GIVEN PROBLEM 1:
How many lines of the records contain the string "head", counting case? Report only the number.

SELECTED EXCERPT:
= = = = =

It is, to my mind, only upon that ground that the case of Miller and Hancock can be supported. Now the liability in tort of the owner of premises to those who use them is carefully discussed in the case of Latham v. R. Johnson and Nephew (1913, 1 K.B., p. 398), and the statement of law at page 410 is a concise and accurate expression of well-known principles. It is there pointed out that the duty varies; being lowest to the trespasser; next to a licensee, and greatest to a person whose position owing to the deficiencies of the English language is described by lawyers as an "invitee," meaning persons invited to the premises by the owner or occupier for purposes of business or of material interest.

10

It was under that third clause that the Plaintiff came in Miller and Hancock and in Indermaur and Dames.

11

It is well to keep these principles in mind in considering the subsequent authorities in which Miller and Hancock came under consideration. The first of these, Hargroves v. Hartopp (1905, 1 K.B. p. 472), although the judgment appears to depend upon Miller and Hancock, may be dismissed upon the ground that the action was one between landlord and tenant and therefore involved a consideration of contractual obligation. That such contractual obligations gave no rise to claims by third parties is old and well established law and its application is illustrated by the case of Cavalier v. Pope (1906, Appeal Cases, p. 428).

12

The next authority in order of date is Huggett v. Myers (1908, 2 K.B., p. 278). The circumstances there were similar to those in Miller and Hancock, excepting that the accident was due to the staircase being unlit. It was held that the landlord was not responsible for the damage. Miller v. Hancock was naturally much discussed, and Lord Gorell appears to think, at page 283, that the liability in that case might have arisen owing to the implied agreement by the landlord with the tenant. I have already stated that I cannot accept that view. Lord Moulton confesses to a difficulty in understanding the grounds of that decision, but suggests it was due to the authority conferred by the landlord upon the tenant to issue invitations to people having business on the premises, binding the landlord. This also was the view of Lord Justice Farwell, but if the invitation was not clothed with unusual consequences it was unnecessary it should be so inferred as the facts of the common staircase and open entrance would in themselves, in my opinion, constitute a direct invitation by the landlord.

= = = = =

Dataset excerpt:
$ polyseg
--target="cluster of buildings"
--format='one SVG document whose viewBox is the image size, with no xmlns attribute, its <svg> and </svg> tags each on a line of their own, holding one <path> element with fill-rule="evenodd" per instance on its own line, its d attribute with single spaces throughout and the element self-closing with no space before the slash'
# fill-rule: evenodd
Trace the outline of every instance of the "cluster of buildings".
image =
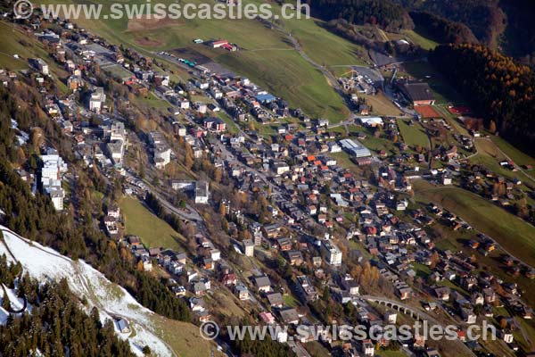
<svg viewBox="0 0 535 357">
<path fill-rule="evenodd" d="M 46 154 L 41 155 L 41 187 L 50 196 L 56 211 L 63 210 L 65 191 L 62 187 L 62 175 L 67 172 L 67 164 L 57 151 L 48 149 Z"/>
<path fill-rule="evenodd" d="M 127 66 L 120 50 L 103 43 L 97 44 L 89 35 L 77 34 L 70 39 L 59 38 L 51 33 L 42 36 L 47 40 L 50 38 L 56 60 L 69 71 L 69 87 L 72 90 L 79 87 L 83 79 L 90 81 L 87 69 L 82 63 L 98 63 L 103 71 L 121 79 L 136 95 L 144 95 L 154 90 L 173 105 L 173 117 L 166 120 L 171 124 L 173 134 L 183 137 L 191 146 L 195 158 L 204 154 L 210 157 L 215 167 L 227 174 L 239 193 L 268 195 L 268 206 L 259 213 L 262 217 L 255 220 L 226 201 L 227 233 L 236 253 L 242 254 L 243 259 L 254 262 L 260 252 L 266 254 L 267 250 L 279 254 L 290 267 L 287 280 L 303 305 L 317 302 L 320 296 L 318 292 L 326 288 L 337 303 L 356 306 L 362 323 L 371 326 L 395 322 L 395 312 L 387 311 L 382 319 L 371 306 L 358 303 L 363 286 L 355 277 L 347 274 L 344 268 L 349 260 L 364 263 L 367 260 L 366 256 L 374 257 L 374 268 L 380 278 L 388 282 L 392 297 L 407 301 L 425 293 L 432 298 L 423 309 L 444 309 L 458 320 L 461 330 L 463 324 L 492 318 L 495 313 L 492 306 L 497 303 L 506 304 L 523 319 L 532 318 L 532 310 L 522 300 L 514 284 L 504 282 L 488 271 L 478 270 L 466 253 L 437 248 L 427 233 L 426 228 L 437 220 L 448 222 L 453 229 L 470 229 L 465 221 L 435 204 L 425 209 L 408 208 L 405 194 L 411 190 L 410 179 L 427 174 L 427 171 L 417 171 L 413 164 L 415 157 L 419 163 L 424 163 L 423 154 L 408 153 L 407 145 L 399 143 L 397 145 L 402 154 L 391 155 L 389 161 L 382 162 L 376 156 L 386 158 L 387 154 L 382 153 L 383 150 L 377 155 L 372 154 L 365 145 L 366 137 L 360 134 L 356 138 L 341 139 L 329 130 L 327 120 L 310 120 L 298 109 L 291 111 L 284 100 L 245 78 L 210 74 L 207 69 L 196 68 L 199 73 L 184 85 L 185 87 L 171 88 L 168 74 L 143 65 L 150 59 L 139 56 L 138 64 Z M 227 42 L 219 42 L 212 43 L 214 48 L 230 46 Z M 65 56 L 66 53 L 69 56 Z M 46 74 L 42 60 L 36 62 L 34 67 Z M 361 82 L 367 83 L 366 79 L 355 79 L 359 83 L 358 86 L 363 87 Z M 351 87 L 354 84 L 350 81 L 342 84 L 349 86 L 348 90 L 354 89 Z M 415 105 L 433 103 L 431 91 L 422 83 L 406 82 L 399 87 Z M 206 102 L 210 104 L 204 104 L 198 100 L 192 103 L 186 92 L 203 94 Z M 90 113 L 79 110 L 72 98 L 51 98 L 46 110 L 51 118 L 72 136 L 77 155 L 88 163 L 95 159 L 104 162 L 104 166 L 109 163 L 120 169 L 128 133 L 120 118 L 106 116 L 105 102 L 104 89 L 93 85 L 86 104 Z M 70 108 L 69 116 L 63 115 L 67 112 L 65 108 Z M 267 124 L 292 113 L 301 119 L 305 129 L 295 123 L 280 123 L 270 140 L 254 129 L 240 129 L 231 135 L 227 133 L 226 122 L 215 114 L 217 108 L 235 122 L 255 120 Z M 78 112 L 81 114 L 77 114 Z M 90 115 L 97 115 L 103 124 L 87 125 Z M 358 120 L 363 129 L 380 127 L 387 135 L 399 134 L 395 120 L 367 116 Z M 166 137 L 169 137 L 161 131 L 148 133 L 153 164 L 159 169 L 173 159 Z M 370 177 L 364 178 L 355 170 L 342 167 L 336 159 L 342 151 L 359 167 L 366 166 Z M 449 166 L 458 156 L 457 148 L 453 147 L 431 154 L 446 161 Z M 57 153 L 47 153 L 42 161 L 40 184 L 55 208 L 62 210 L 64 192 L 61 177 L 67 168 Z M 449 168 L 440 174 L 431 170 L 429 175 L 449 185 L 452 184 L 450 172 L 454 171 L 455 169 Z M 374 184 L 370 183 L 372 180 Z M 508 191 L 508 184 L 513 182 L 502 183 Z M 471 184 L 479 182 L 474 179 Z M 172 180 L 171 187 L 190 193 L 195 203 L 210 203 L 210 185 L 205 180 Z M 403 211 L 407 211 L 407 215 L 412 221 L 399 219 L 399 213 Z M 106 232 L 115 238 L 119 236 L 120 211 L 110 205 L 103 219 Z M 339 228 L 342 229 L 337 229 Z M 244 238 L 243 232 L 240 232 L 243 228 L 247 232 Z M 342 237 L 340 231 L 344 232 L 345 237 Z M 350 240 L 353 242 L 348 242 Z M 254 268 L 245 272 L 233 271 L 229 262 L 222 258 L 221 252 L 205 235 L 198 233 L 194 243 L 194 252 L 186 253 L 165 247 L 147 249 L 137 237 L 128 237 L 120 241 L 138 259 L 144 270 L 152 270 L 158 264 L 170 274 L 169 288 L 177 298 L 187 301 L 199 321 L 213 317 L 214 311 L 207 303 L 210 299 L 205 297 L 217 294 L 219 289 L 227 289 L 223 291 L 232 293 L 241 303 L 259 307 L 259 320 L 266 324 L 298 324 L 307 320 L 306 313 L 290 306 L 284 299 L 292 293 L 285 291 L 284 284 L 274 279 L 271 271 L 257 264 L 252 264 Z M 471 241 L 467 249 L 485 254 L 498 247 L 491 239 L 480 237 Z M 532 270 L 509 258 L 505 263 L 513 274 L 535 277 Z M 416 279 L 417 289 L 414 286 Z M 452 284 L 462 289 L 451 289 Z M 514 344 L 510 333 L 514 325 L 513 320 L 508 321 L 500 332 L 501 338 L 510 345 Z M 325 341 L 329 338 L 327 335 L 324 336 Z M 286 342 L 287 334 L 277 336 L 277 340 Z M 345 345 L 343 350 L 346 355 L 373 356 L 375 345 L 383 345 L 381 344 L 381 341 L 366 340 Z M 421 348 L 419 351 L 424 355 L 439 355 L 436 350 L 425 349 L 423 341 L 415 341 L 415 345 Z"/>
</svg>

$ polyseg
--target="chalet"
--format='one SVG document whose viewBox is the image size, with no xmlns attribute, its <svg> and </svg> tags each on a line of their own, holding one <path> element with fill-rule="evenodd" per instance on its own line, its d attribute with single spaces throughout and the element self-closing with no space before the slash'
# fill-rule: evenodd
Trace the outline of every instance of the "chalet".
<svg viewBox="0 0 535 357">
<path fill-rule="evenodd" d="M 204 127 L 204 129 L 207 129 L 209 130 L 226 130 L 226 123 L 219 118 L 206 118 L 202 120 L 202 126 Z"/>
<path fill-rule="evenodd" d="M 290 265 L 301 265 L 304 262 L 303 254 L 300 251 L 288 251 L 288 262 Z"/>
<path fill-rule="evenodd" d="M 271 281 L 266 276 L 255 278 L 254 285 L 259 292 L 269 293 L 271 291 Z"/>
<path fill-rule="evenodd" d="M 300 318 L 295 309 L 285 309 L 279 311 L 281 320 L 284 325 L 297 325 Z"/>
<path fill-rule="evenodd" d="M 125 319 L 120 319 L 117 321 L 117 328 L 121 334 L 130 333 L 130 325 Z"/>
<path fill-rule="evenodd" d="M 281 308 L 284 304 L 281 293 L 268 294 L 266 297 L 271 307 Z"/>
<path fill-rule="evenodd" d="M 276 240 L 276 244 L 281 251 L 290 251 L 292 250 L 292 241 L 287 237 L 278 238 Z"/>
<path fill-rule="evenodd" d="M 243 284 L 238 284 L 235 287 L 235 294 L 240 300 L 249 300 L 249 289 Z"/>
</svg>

= = = = =

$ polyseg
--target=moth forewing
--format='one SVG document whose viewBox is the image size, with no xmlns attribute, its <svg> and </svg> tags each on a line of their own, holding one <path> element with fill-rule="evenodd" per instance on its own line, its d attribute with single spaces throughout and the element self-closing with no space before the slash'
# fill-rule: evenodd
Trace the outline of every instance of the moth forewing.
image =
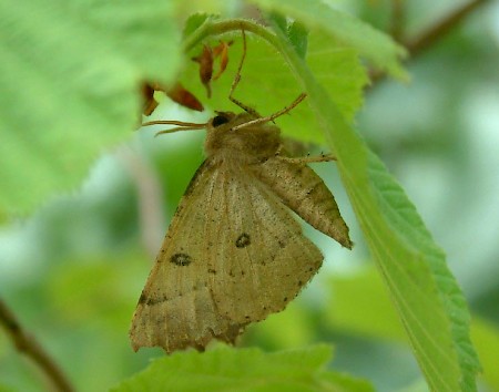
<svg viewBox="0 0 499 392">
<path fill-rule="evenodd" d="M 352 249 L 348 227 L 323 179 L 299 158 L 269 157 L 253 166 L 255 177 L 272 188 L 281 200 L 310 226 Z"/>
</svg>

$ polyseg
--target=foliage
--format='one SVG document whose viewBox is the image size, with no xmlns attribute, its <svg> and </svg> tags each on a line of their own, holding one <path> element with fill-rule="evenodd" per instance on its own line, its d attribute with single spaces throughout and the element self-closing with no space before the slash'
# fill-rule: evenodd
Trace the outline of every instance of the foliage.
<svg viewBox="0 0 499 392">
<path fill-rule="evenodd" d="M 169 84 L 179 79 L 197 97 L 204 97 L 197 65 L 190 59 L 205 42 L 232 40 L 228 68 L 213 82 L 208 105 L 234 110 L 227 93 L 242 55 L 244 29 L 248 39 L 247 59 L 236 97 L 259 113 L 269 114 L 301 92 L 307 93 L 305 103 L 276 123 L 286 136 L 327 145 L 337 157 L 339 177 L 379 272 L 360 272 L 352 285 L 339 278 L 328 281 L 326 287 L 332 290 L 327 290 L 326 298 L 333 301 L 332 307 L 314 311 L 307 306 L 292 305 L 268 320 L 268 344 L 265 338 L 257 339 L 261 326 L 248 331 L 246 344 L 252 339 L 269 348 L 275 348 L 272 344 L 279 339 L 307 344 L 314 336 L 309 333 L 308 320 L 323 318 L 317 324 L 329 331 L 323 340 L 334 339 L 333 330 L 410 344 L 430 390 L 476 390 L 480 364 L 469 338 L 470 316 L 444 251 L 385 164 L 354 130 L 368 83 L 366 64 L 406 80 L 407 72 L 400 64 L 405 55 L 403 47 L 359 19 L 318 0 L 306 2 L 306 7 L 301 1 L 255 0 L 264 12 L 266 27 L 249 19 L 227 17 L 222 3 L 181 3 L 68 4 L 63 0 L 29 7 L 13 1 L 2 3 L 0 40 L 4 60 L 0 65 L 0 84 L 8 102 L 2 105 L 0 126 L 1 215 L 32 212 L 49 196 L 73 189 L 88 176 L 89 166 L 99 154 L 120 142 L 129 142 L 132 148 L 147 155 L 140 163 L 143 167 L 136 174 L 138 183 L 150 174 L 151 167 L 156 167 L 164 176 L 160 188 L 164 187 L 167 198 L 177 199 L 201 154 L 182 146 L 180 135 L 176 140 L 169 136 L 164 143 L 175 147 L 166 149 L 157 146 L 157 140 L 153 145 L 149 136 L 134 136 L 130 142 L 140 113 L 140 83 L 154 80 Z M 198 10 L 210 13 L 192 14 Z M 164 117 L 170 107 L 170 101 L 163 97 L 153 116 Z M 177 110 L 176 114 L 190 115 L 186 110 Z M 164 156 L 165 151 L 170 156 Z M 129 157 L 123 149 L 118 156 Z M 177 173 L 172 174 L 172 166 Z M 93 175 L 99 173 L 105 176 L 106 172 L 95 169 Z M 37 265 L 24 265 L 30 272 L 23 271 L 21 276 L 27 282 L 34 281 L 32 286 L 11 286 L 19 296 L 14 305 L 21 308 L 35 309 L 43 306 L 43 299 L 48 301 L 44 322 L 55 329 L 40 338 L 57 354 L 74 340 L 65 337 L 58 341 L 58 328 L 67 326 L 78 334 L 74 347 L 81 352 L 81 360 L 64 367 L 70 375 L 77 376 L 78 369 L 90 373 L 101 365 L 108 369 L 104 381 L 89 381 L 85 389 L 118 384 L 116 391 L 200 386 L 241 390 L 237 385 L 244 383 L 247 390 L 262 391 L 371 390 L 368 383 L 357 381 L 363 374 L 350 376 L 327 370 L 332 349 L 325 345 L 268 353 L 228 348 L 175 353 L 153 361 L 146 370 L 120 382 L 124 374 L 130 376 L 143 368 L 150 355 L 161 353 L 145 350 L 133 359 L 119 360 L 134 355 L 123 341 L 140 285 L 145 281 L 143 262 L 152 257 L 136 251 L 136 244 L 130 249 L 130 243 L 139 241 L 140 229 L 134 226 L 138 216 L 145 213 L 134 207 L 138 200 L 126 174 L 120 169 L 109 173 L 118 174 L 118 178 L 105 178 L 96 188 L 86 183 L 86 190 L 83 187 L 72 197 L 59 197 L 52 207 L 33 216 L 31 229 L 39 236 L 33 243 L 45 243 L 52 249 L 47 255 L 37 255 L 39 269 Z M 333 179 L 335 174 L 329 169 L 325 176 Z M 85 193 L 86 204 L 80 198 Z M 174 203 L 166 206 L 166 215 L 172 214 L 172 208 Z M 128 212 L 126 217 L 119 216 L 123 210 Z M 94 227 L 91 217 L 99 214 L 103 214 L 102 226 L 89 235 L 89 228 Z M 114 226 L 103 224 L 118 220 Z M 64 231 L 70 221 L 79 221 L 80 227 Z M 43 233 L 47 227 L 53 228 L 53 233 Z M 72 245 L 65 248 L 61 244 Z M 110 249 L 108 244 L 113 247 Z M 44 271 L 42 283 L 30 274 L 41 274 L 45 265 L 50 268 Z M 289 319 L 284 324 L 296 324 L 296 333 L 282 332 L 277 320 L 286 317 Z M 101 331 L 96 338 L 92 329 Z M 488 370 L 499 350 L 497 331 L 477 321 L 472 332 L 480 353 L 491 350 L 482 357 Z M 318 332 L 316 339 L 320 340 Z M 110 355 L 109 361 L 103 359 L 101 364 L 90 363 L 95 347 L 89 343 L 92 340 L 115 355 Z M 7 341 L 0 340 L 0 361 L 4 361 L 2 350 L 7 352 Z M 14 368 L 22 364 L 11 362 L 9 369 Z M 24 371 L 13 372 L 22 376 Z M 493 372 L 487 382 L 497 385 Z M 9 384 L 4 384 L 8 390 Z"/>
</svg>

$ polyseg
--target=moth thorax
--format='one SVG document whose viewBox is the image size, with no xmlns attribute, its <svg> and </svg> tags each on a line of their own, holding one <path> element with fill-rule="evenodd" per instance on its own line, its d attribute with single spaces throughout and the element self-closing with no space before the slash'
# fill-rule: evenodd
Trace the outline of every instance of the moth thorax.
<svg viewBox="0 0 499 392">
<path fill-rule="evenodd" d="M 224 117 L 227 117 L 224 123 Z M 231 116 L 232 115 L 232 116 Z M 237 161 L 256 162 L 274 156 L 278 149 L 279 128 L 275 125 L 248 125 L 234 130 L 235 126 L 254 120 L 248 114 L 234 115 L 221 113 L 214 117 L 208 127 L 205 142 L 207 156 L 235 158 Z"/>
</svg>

= = = = =

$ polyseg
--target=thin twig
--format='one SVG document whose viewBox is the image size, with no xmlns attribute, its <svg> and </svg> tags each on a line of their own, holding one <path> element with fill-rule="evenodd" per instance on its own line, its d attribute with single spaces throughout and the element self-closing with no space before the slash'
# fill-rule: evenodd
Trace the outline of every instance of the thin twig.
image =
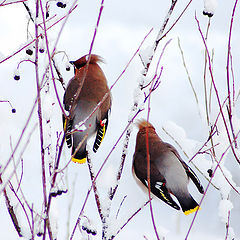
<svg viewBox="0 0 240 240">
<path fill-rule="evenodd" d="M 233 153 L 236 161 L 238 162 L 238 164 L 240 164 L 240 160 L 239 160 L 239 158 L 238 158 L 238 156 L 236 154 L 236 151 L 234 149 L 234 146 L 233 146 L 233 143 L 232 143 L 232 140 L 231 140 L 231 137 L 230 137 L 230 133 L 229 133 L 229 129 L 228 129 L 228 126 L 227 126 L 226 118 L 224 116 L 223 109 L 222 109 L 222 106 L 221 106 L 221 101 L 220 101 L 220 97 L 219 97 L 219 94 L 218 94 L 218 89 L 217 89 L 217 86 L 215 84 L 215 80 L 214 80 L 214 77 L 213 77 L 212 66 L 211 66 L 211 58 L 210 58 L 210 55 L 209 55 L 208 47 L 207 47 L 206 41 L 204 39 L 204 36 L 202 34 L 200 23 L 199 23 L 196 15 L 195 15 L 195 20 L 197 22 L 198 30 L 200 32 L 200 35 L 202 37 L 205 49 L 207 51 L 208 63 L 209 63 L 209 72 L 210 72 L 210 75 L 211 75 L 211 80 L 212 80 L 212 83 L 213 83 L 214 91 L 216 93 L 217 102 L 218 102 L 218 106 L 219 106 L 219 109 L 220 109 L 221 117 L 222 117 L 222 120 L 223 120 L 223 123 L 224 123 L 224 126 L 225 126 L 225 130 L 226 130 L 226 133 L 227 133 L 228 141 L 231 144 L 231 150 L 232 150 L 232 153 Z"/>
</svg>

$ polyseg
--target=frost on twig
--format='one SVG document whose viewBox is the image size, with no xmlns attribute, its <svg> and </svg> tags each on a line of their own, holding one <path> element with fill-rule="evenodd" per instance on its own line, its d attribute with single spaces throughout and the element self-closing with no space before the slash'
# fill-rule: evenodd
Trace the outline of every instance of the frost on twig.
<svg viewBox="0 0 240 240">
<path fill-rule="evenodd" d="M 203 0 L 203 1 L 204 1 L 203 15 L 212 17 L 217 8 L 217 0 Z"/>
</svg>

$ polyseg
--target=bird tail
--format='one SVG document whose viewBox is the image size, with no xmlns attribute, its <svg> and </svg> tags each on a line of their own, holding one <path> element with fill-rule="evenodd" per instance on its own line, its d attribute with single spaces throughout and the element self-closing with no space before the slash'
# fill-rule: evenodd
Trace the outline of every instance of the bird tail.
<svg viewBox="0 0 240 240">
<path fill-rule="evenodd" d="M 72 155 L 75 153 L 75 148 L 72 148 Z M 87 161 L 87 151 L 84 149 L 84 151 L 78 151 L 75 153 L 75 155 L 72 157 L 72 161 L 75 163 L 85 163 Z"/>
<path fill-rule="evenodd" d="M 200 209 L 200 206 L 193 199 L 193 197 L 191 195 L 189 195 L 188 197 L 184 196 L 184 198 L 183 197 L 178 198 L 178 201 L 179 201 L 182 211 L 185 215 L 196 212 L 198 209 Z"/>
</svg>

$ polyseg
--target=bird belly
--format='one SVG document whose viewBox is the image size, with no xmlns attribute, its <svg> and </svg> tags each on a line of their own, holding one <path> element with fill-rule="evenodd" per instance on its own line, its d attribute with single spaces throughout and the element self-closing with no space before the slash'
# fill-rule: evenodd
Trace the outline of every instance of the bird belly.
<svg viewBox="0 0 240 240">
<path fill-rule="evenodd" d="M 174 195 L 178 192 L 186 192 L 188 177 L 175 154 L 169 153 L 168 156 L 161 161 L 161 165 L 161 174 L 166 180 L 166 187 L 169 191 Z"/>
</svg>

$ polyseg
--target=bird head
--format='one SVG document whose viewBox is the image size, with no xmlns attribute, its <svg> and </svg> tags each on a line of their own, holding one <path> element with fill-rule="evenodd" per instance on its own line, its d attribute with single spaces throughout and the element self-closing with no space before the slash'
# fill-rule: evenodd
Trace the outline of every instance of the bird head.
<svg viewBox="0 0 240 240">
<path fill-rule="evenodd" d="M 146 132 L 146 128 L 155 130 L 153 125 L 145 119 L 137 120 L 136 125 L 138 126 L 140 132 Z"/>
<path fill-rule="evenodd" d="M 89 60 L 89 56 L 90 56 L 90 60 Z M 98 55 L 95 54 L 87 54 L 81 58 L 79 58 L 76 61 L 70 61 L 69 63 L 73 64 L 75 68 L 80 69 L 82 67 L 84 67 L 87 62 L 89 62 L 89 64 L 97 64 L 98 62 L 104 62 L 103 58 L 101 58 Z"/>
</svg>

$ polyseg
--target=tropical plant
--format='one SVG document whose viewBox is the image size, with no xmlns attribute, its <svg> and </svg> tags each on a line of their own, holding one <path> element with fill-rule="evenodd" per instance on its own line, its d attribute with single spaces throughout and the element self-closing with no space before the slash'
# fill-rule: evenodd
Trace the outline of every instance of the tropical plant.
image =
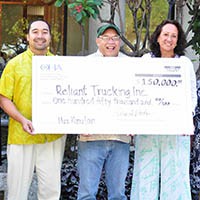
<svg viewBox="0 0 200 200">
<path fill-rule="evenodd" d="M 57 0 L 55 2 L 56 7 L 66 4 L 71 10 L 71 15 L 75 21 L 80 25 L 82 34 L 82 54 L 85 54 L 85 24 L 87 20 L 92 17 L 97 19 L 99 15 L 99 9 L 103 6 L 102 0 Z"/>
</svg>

= = = = =

GIVEN PROBLEM 2:
How does the stretch of the judgment from "It is well to" through "Cases, p. 428)." read if you substitute "lessor" for "landlord"?

EXERCISE SOLUTION 1:
2

EXERCISE SOLUTION 2:
It is well to keep these principles in mind in considering the subsequent authorities in which Miller and Hancock came under consideration. The first of these, Hargroves v. Hartopp (1905, 1 K.B. p. 472), although the judgment appears to depend upon Miller and Hancock, may be dismissed upon the ground that the action was one between lessor and tenant and therefore involved a consideration of contractual obligation. That such contractual obligations gave no rise to claims by third parties is old and well established law and its application is illustrated by the case of Cavalier v. Pope (1906, Appeal Cases, p. 428).